VORLIEGENDER AUSZUG:
····················

Mit einer großangelegten Feldforschung haben Wissenschaftler*innen der Fachhochschule Dortmund sich dem Thema Obdachlosigkeit genähert und dabei den Fokus auf die Betroffenen gelegt. Die nun vorliegende Studie basiert auf der Auswertung von Interviews. Sie bietet neue Ansätze für die Präventionsarbeit und beschreibt wissenschaftlich die Lebenssituation von Wohnungs- und Obdachlosen am Beispiel Dortmund.

····················

DATENZEILEN:
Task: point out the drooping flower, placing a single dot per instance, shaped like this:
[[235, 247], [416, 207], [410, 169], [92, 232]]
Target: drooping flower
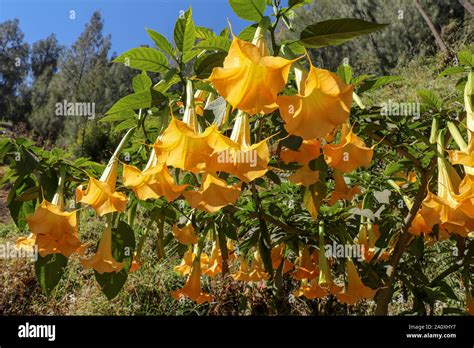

····················

AUFGABE A:
Übertragen Sie den Satz „Die nun vorliegende Studie basiert auf der Auswertung von Interviews.“ aus dem Auszug ins Englische.
AUFGABE B:
Am Beispiel welcher Stadt beschreibt die Studie laut dem Auszug die Lebenssituation von Wohnungs- und Obdachlosen?
Die Zeilen haben mit dem Auszug nichts zu tun.

ANTWORT A:
The study now available is based on the analysis of interviews.

ANTWORT B:
Am Beispiel Dortmund.